■ **TRECHO SELECIONADO**
++++++++++++++++++++

Na primeira vez que participei confesso que fiquei assustado com algumas coisas que li no roteiro que se repetia durante todos os dias do evento. O que mais me impressionou foi quando a leitura que se fazia comunitariamente a uma só voz com todos os presentes, numa das linhas assim dizia: "Senhor Jesus, peço-vos que quebre as muralhas das doenças, sejam elas quais forem, principalmente o câncer, leucemia, depressão e AIDS, dependência do álcool, prostituição e homossexualismo; [...]". 

Bom, primeiro que prostituição é uma das mais antigas profissões desde o Egito antigo. Hoje podemos considerar como escolha ou em muitos casos a impossibilidade da escolha, em outras palavras, a necessidade real de sobrevivência. Então a reza deveria ser para quebrar as muralhas do sistema e principalmente a hipocrisia dos mantenedores desse sistema, que dificultam à pessoa uma opção mais digna perante e com a sociedade. 


Segundo que homossexualismo já soa mal simplesmente por seu sufixo, e apesar da ciência já ter provado e comprovado tal termo ainda insinua uma doença. O mais adequado para o estudo seria a "homossexualidade" mas é a "homo-afetividade" que está em evidência e é coerentemente aceita. Não aprofundarei no significado de cada termo. Manterei-me nas linhas da denúncia do que se faz em certos redutos cristãos e que hoje conota falta de informação e até mesmo discriminação.

++++++++++++++++++++

■ **CONJUNTO DE DADOS**
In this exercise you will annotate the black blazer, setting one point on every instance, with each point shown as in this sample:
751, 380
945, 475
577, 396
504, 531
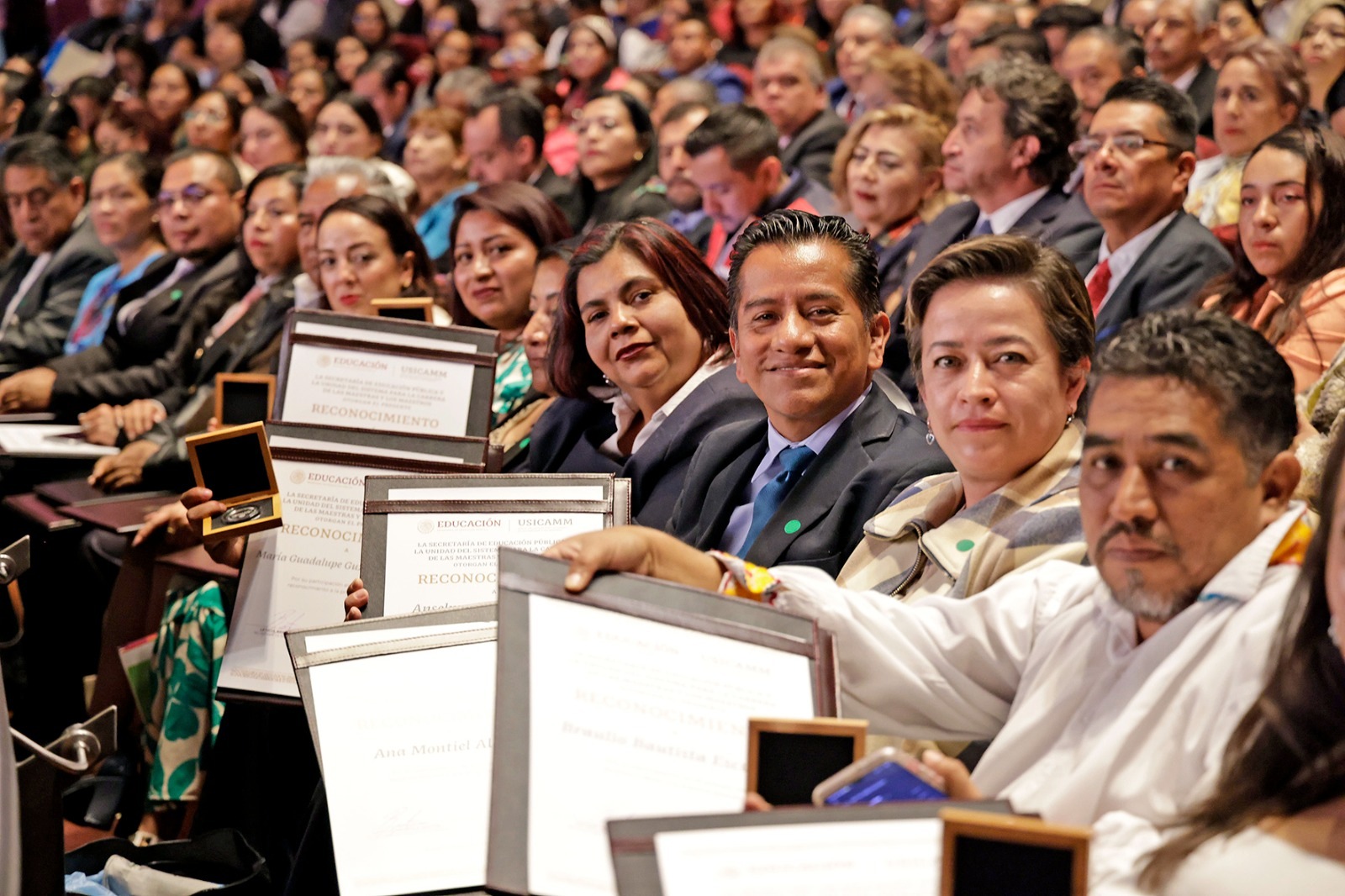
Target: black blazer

++++++++++++++++++++

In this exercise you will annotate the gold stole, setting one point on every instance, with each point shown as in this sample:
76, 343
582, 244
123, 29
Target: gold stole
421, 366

++++++++++++++++++++

■ **O QUE FAZER**
1 > No trecho selecionado, desde quando a prostituição é descrita como uma das mais antigas profissões?
2 > Resuma o trecho selecionado em duas frases.
3 > Continue o trecho selecionado sobre a oração do evento a partir do ponto em que ele termina.

■ **RESPOSTAS**
1 > Desde o Egito antigo.

2 > Na primeira participação no evento, quem escreve se assustou com uma leitura comunitária que pedia a Jesus que quebrasse as "muralhas das doenças", entre elas a prostituição e o homossexualismo. O texto responde que a prostituição muitas vezes reflete a necessidade de sobrevivência, de modo que a reza deveria mirar o sistema e sua hipocrisia, e que "homossexualismo" insinua uma doença, sendo "homo-afetividade" o termo que está em evidência e é aceito.

3 >
Além do susto e da má impressão ainda tive um terceiro momento, o da preocupação. Ali presente estava uma pessoa em busca de algo. Literalmente assumido em sua sexualidade, um rapaz que não apenas trajava roupas femininas mas seu próprio corpo possuía tais características tão nítidas, no fundo, creio eu, buscava respeito, dignidade, espaço, aceitação, no ambiente religioso que certamente crescera. O que passaria na cabeça dessa pessoa ao ouvir uma comunidade recitando tais palavras? No mínimo, decepção, tristeza, rejeição e todas as consequências possíveis para toda a sua vida.

Hoje posso concluir muitas coisas diante do que vivenciei e experimentei. O Cerco de Jericó teve um motivo para ser criado. Porém, como tudo na história tende a mudar e tomar proporções inimagináveis, com este não fora diferente. O exagero e o fanatismo, por mãos ultra-fundamentalistas, tomaram as rédeas da situação e o distanciou do real objetivo de sua concepção. Passou a ser muito mais um instrumento de exclusão e segregação do que de cura e libertação. 

Constatado a ciência que "homossexualismo" não é doença, eis que uma voz no deserto é ouvida diretamente do centro do catolicismo. O Papa Francisco tem dado abertura ao diálogo e mostrado a importância de se respeitar cada pessoa em sua condição. Seu apoio à causa tem sido de grande valia principalmente dentro do cerco da própria igreja. Criticado pelos radicais que levam tudo ao pé da letra e aclamado pela maioria religiosa, sendo uma parcela de outras denominações e confissões, Francisco tem incomodado alguns segmentos em prol de se dar voz e vez aos sem opção alguma. 

Diante disso a necessidade de se refazer o circuito do Cerco é iminente. Continuar na mesma toada é que não pode e não deve. É preciso reavaliar todo o ritual uma vez que não passa pelo crivo magisterial. Mais do que isso, é preciso compreender acerca do cuidado que se deve ter para não construir muralhas ao invés de pontes, prisões à libertações, manipulação à autonomia do pensamento e liberdade.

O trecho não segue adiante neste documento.